-- START OF THE DATA --

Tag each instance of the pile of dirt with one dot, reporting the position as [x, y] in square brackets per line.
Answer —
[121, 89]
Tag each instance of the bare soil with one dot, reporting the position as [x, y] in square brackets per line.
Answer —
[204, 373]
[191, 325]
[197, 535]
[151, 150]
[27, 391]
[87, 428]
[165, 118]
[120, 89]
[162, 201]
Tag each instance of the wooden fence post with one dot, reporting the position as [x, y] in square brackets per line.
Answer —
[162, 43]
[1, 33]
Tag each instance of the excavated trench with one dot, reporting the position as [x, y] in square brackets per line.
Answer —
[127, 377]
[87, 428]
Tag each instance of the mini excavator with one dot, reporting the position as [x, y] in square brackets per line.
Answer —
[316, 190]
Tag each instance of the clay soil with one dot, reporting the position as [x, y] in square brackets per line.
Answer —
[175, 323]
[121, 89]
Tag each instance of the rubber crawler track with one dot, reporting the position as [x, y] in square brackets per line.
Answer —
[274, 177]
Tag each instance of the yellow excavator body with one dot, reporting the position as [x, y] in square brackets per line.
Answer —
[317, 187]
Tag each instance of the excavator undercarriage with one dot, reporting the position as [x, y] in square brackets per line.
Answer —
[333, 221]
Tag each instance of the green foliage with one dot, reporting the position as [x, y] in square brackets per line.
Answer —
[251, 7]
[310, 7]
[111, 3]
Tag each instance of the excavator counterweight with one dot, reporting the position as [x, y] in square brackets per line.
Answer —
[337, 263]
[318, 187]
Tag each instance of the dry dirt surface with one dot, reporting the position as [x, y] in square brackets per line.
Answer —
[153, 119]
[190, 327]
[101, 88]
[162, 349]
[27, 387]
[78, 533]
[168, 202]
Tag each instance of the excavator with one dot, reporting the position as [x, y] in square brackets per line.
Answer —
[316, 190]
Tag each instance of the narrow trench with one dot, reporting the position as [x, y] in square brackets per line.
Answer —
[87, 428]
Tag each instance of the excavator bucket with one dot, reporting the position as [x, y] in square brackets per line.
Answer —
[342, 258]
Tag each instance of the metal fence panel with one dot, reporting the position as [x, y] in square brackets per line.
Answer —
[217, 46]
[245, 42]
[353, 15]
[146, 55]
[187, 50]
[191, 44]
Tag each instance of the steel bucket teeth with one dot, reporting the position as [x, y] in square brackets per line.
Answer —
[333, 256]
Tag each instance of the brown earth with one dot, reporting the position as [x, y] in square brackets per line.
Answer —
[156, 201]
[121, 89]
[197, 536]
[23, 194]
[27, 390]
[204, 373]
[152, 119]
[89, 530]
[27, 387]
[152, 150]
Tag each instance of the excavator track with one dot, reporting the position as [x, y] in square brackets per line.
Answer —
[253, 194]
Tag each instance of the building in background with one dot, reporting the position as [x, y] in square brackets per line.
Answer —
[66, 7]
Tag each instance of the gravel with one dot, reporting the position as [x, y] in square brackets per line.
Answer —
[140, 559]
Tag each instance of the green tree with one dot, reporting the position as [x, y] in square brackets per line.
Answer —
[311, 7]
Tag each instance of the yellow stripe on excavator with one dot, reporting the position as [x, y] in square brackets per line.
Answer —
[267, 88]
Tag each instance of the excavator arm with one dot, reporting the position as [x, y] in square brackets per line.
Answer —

-- END OF THE DATA --

TASK BRIEF |
Reproduce the entire listing above line for line, with no changes to any word, number, or bracket.

RESULT FOR THIS EXERCISE |
Tag each instance of the pile of dirt with one dot, reporting the position as [x, y] in square brackets per line.
Answer —
[121, 89]
Tag each instance of the bare soil with one dot, reporting the position as [x, y] in square brackets per line.
Answer —
[204, 373]
[191, 325]
[197, 535]
[151, 150]
[27, 391]
[87, 428]
[165, 118]
[120, 89]
[162, 201]
Tag each instance of the wooden fence post with one dot, reporting the position as [x, y] in square brackets per line.
Answer —
[162, 43]
[1, 33]
Tag each instance of the excavated trench with one dot, reporting the position as [x, y] in square brackets per line.
Answer —
[127, 377]
[87, 428]
Tag each instance of the mini excavator with one dot, reporting the position as [x, y] in square brackets per line.
Answer —
[316, 190]
Tag each instance of the clay soil with one dot, reporting the position as [x, y] in square brackets per line.
Answer —
[175, 323]
[121, 89]
Tag each instance of the rubber crawler track with one dot, reporting the position as [x, y] in square brackets per line.
Answer —
[274, 177]
Tag each instance of the yellow excavator body with one dot, reporting the position as [x, y] in square brackets per line.
Answer —
[317, 187]
Tag each instance of the excavator undercarriage with one dot, reporting the position as [x, y] in square brackets per line.
Answer —
[333, 221]
Tag each instance of the green foliage with one dot, reporting the position as [x, y] in square brackets per line.
Answer —
[251, 7]
[310, 7]
[111, 3]
Tag each instance of the excavator counterweight with one dot, reporting the position as [x, y] in square brackets per line.
Answer —
[337, 263]
[318, 187]
Tag each instance of the dry dirt surface with one dot, reporting the position as [x, y] in square brackets per line.
Answer —
[153, 119]
[190, 327]
[101, 88]
[162, 349]
[27, 387]
[78, 533]
[168, 202]
Tag each instance of the excavator with one dot, reporting the position as [x, y] in square brackets per line.
Answer —
[316, 190]
Tag each instance of the narrow trench with one dot, reporting the position as [x, y] in square brackets per line.
Answer —
[87, 428]
Tag each instance of the excavator bucket with one dot, reporting the position as [x, y] in square brackets per line.
Answer —
[342, 258]
Tag each instance of the metal fence panel with one dot, reporting the position as [x, y] in square brackets per line.
Answer —
[217, 46]
[245, 42]
[353, 15]
[146, 55]
[187, 50]
[191, 44]
Tag each instance of the steel bucket teeth with one dot, reporting the position as [x, y] in square brackets per line.
Answer —
[333, 256]
Tag each instance of the brown earth with one dot, reporting the position as [x, y] in square brackets per line.
Answer —
[156, 201]
[121, 89]
[197, 536]
[23, 194]
[27, 390]
[204, 373]
[152, 119]
[89, 530]
[27, 387]
[152, 150]
Tag each instance of the excavator track with one dot, reporting the position as [x, y] in square brackets per line.
Answer —
[253, 194]
Tag each instance of the building in background with one dot, reporting the position as [x, y] in square brackets per line.
Answer —
[66, 7]
Tag each instance of the gravel with one dot, reporting the position as [x, y] in square brackets per line.
Answer —
[140, 559]
Tag each instance of the green tree with one dot, reporting the position as [x, y] in square brackets per line.
Answer —
[311, 7]
Tag each instance of the yellow stripe on excavator with one dot, reporting the position as [x, y] in square brackets per line.
Answer —
[267, 88]
Tag each instance of the excavator arm with one dot, reporting the position as [x, y] in square brackets per line.
Answer —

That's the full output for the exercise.